======== Material for this exercise ========
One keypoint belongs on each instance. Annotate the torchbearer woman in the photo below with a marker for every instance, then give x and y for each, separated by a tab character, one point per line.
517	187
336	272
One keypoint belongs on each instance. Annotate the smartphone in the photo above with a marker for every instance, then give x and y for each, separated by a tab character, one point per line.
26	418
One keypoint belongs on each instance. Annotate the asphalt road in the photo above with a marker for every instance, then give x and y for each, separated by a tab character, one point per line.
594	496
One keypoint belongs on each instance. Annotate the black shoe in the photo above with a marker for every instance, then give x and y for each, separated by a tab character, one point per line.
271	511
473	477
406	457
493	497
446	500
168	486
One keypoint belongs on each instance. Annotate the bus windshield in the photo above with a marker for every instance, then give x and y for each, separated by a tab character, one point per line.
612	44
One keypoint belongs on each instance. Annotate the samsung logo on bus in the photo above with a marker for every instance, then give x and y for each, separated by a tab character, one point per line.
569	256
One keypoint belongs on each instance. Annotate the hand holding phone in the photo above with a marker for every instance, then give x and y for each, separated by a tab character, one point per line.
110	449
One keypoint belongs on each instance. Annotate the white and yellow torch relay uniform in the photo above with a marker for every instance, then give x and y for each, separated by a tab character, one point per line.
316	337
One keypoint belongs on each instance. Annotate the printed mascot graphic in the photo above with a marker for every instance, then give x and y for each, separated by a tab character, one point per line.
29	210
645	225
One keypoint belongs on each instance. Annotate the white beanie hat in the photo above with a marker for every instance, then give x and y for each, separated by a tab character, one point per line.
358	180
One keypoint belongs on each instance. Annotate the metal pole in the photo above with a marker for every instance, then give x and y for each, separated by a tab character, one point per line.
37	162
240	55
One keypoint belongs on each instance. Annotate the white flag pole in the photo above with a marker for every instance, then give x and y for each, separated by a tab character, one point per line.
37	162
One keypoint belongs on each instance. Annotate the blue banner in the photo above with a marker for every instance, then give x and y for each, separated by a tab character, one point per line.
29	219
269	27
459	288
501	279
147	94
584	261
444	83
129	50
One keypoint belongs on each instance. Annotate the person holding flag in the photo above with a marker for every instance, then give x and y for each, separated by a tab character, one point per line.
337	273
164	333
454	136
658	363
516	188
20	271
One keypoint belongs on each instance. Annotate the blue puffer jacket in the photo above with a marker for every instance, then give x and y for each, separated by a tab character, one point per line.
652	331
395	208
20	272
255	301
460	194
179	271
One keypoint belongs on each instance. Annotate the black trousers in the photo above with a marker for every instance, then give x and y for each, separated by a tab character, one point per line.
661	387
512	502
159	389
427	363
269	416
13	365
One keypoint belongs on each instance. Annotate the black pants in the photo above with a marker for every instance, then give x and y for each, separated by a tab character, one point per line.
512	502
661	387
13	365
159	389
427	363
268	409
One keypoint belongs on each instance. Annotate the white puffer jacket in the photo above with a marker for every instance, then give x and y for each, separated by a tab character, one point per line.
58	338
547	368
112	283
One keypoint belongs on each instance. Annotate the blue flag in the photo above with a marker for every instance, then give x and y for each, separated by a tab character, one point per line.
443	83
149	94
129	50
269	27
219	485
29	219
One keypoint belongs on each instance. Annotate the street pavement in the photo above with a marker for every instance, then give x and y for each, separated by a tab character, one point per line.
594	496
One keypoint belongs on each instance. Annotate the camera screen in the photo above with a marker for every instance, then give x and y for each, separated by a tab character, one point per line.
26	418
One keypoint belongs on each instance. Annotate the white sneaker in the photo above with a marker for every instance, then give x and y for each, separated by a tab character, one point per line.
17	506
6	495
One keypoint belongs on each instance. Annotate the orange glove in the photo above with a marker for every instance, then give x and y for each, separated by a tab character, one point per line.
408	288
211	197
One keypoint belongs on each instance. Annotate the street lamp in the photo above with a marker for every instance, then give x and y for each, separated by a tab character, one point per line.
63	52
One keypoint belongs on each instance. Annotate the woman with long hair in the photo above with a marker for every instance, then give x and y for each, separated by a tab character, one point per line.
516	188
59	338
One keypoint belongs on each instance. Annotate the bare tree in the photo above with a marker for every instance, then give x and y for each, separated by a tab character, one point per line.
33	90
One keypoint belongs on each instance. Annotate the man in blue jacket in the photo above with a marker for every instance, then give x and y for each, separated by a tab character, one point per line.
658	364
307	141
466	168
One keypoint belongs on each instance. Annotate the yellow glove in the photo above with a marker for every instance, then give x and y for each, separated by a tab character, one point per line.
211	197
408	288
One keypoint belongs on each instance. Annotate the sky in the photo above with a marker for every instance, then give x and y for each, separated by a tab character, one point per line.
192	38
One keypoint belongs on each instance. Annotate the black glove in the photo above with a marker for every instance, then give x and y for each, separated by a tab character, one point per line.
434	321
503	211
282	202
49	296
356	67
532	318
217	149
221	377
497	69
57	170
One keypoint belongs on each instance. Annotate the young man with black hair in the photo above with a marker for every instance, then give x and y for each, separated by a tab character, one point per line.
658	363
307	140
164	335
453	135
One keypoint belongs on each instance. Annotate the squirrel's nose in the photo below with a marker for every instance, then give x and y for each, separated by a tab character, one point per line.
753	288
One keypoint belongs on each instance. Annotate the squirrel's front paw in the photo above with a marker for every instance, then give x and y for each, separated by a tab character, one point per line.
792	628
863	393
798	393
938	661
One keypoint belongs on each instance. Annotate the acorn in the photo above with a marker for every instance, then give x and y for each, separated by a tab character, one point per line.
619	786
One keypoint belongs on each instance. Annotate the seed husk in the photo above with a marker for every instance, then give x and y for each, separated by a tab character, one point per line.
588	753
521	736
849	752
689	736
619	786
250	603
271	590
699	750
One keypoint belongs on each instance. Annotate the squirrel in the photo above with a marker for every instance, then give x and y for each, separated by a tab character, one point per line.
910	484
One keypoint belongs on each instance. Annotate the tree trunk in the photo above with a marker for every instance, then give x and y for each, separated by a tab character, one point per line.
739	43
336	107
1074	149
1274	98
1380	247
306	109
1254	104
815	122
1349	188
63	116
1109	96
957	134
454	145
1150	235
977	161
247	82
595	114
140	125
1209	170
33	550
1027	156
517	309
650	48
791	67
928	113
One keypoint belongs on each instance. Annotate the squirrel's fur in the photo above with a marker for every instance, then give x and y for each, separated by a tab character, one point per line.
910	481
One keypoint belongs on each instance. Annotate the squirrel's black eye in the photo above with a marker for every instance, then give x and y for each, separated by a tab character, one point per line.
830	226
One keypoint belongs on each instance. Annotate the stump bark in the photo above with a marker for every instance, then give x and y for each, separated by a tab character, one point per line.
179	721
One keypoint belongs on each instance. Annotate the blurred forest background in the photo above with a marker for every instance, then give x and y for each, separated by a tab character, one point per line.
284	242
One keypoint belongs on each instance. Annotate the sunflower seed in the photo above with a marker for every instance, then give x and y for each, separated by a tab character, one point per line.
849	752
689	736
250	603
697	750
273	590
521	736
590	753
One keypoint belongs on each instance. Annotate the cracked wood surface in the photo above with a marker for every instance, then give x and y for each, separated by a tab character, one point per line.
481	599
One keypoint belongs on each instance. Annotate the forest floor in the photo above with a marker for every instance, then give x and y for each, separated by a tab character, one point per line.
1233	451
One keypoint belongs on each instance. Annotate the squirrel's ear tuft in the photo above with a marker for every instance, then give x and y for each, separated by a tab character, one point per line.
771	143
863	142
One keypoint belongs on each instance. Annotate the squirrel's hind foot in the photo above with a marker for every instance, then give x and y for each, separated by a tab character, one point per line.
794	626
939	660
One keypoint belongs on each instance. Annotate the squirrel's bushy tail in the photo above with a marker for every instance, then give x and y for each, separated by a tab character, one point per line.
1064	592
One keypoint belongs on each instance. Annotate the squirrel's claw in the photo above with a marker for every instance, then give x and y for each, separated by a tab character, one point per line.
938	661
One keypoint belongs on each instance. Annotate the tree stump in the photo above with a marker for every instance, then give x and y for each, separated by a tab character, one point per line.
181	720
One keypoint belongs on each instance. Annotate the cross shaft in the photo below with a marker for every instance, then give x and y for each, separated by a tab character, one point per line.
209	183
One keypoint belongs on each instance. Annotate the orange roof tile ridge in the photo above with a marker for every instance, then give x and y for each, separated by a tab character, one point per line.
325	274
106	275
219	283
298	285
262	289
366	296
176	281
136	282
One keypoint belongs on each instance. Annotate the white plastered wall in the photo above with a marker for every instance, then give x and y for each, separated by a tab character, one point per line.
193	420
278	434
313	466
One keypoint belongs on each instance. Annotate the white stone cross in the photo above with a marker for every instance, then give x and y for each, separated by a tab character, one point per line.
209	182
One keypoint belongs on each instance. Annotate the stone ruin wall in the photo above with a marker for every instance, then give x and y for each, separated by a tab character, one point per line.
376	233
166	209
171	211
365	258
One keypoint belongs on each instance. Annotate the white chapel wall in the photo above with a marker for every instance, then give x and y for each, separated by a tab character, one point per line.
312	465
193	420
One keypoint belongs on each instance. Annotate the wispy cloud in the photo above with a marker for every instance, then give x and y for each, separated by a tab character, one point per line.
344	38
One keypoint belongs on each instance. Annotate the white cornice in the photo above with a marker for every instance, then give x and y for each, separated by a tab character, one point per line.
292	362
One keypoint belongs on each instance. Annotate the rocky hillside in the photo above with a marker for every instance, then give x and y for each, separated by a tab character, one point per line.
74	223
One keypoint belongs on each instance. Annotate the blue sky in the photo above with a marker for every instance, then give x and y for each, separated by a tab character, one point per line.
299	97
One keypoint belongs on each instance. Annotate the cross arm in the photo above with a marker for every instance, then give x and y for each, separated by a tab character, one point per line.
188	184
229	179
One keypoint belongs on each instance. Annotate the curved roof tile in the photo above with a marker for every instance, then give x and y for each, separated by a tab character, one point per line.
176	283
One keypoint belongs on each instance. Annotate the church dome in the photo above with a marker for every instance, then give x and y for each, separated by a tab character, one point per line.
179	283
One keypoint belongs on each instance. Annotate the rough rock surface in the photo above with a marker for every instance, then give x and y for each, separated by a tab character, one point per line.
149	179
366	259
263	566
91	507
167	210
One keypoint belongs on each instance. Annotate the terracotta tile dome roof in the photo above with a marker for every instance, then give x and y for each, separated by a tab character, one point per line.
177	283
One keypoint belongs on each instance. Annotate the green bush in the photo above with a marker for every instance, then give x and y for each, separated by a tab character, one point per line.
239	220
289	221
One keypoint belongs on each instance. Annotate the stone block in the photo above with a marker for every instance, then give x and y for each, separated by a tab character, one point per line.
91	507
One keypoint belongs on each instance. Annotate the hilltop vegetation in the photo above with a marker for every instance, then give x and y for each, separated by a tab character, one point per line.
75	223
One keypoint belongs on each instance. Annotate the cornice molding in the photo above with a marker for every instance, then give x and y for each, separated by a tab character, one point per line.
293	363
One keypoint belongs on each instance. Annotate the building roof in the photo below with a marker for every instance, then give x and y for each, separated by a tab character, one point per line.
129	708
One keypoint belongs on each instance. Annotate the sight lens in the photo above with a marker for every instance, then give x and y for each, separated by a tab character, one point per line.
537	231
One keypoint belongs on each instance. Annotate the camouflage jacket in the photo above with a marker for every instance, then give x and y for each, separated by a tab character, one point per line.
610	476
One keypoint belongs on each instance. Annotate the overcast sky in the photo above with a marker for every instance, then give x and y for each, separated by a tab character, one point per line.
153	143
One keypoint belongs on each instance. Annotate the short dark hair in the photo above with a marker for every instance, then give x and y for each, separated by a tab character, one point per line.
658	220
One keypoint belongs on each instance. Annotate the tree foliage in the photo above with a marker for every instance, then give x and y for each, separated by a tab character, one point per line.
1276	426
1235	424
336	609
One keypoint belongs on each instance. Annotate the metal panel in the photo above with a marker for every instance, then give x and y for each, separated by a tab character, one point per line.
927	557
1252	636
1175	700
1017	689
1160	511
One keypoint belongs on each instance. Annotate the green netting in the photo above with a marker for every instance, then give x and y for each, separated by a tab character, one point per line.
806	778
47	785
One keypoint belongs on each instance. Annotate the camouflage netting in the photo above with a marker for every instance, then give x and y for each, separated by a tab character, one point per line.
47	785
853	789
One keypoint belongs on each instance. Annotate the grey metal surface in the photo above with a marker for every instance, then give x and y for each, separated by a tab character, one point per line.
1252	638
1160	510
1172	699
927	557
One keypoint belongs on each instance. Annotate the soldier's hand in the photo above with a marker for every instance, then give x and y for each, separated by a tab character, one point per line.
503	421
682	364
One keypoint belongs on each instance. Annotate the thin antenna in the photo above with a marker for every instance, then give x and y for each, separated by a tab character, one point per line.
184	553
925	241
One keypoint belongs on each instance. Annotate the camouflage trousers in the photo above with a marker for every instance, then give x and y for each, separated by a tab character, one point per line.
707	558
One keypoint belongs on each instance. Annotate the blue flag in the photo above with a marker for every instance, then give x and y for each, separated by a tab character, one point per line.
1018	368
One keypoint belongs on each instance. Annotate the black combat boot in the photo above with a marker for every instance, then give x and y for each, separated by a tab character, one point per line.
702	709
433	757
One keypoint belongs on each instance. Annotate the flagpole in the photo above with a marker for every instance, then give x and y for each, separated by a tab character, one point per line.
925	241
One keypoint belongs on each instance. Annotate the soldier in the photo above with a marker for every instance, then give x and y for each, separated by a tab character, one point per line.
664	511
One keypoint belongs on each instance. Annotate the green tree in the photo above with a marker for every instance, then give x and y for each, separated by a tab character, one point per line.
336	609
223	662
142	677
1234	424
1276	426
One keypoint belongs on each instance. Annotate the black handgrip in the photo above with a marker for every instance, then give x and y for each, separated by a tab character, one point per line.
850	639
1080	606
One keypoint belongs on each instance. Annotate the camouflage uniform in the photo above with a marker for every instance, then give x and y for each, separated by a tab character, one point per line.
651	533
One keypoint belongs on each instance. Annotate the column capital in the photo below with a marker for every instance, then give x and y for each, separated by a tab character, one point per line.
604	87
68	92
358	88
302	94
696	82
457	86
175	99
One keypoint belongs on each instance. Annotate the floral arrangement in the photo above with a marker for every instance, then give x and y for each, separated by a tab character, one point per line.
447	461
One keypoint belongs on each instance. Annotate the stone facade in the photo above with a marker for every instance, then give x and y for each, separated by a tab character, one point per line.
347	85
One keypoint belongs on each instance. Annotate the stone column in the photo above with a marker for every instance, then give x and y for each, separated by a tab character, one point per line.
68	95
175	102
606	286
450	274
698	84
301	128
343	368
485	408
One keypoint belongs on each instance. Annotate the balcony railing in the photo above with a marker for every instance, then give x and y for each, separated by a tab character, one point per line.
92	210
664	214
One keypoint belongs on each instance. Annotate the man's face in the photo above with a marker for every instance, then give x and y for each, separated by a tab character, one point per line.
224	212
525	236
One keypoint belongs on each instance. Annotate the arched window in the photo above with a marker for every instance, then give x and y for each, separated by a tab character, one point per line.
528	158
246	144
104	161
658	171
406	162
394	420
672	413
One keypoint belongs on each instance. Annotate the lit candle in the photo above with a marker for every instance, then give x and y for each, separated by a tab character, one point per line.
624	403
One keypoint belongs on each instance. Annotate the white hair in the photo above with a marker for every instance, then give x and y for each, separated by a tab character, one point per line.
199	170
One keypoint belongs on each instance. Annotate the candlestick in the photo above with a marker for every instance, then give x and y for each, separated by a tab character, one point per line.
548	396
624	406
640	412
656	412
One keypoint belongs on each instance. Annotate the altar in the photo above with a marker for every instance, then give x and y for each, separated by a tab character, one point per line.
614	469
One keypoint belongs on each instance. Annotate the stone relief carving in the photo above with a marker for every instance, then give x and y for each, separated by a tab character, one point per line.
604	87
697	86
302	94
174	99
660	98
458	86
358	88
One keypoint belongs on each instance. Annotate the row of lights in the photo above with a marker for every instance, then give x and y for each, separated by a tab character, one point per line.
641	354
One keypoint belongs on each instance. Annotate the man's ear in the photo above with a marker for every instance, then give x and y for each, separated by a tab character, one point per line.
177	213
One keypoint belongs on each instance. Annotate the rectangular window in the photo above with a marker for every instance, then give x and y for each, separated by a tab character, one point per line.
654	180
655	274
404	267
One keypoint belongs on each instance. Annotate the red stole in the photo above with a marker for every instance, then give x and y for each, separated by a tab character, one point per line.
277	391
========
Exercise directions: Scale the part that opens with the line containing "One keypoint belongs on each instance. Annotate the row" and runs through the end of the items. Repeat every line in it, leaving the non-point lines unchanged, but multiply each x and y coordinate by 2.15 and round to whole numbers, with halves rounded up.

The completed task:
One keypoint belongs on each instance. Annotate the row of lights in the photo above with a marker for every instance, then give x and y for each, separated by a tab character, one point per line.
1378	761
One keypoint belongs on each instance. Annotate the man's ear in the photo above with a marker for every instance, then give x and y for each, separated by a tab character, one point per line.
381	458
One keypoint belongs on each instance. Annotate the rectangular window in the photo above with a marker for every instance, then give x and y for each, separated by a tab character, one point per line.
1406	387
1408	589
869	574
One keypoint belongs on each instance. Annotate the red stole in the photo above with a marker for every instance, then give x and y for each, separated by a tab character, one point per line.
596	841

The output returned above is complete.